++++ Record extracts

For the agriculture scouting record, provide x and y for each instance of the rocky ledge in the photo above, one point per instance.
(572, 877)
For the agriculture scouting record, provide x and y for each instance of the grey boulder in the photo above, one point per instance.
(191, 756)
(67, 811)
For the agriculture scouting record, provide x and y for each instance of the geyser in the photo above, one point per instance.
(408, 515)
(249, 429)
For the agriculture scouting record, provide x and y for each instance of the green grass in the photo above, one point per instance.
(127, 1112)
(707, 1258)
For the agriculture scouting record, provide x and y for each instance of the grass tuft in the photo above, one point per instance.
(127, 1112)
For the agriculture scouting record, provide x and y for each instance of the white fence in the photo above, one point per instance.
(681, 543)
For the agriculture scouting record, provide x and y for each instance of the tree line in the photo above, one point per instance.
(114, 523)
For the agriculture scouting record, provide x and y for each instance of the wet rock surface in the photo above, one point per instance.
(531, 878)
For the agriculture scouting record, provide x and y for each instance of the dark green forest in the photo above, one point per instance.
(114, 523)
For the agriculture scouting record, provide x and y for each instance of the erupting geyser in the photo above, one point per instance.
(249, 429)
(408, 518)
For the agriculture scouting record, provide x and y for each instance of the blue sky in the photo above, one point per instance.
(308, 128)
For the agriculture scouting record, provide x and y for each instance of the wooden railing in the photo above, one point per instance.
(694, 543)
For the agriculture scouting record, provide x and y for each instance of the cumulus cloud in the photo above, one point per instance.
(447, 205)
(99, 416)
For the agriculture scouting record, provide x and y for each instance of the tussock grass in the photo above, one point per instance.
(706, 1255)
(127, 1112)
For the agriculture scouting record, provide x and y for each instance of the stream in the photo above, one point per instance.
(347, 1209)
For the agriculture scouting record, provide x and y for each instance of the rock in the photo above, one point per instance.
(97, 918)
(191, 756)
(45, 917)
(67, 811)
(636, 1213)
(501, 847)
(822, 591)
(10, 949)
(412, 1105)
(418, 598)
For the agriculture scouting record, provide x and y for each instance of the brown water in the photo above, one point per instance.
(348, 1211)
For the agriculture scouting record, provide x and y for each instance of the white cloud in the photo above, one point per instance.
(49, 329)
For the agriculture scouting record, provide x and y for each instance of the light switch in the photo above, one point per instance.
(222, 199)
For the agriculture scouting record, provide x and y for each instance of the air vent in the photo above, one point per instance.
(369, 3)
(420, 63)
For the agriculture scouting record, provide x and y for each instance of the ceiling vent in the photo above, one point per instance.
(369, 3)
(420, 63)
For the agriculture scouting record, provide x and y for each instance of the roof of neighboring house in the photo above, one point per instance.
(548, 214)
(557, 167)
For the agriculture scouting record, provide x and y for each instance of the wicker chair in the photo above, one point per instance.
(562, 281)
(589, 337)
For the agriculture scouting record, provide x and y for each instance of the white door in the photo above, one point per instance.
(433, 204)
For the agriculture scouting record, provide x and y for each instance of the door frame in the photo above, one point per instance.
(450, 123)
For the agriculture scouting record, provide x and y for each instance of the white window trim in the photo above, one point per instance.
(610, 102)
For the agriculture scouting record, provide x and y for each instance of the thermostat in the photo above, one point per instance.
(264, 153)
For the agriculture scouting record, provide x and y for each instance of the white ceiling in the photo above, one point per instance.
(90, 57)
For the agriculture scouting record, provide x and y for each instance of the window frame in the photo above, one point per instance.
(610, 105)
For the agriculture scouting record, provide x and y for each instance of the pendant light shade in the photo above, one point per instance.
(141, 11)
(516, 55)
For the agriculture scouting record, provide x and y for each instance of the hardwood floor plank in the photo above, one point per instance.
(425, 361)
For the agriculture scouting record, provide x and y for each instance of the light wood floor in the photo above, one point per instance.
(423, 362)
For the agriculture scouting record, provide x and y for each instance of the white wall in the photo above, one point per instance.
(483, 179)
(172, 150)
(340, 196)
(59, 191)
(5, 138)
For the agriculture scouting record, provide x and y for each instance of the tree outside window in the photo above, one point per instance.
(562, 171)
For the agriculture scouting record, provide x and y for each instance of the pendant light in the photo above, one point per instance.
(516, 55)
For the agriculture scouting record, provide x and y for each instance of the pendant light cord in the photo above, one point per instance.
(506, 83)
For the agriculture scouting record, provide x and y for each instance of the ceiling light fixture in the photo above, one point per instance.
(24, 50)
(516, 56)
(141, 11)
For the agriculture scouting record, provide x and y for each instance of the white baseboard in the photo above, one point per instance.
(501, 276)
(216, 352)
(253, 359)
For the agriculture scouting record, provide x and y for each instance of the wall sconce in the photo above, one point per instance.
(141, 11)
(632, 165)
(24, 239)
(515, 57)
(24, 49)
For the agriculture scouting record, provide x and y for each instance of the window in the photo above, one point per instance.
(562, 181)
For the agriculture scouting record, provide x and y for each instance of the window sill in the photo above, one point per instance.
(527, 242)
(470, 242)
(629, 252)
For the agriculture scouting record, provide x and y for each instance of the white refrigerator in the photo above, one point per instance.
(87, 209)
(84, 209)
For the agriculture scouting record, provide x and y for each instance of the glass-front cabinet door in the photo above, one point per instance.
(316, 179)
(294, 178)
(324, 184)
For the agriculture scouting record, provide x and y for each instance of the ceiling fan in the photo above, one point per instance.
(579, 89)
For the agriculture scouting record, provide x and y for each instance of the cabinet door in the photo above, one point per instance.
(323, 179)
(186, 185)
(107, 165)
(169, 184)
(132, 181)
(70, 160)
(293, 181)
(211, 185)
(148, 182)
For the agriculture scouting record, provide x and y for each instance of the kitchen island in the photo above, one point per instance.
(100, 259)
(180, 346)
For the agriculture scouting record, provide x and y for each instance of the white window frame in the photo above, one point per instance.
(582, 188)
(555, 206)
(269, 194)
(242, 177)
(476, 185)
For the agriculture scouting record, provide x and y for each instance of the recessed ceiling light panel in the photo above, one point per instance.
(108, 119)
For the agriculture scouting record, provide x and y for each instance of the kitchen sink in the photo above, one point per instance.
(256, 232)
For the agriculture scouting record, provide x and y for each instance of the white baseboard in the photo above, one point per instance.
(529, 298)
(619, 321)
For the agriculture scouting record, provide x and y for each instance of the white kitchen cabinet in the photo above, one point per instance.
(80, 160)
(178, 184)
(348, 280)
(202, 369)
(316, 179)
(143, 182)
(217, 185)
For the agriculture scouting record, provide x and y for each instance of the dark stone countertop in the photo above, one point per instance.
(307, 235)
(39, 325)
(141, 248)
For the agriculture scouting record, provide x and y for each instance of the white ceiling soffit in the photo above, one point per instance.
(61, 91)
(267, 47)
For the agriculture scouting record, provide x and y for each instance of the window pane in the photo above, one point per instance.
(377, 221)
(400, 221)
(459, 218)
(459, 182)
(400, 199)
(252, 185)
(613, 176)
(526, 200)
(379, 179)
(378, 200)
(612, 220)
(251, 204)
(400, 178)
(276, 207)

++++++++

== Work to be completed ==
Could you switch "cumulus cloud" to "storm cloud" in the part of the data that opens with the line containing "of the wooden" and closes with the line containing "(348, 1211)", and give back only that part with everything else unchanged?

== Correct response ==
For the agriculture scouting record, provide x and y for each instance of the wooden railing in the photo above, one point per instance.
(694, 543)
For the agriculture scouting record, provide x and y for each instance of the storm cloud in the photo above, one point per instance.
(447, 205)
(99, 416)
For the agriculture scouting record, provide x and y for each instance of the tussock grass in the photo above, one point per instance.
(706, 1255)
(127, 1112)
For the agriculture scouting record, provide x and y for each instance of the stream in the photo above, one point per instance.
(347, 1209)
For the agriculture scouting record, provide x and y for each instance of the rock in the photo above, one point per instance.
(97, 918)
(191, 756)
(45, 917)
(67, 811)
(636, 1213)
(501, 847)
(822, 591)
(10, 949)
(412, 1105)
(418, 598)
For the agriculture scouting record, provide x and y for each instance of the brown water in the photo above, one point per instance.
(348, 1211)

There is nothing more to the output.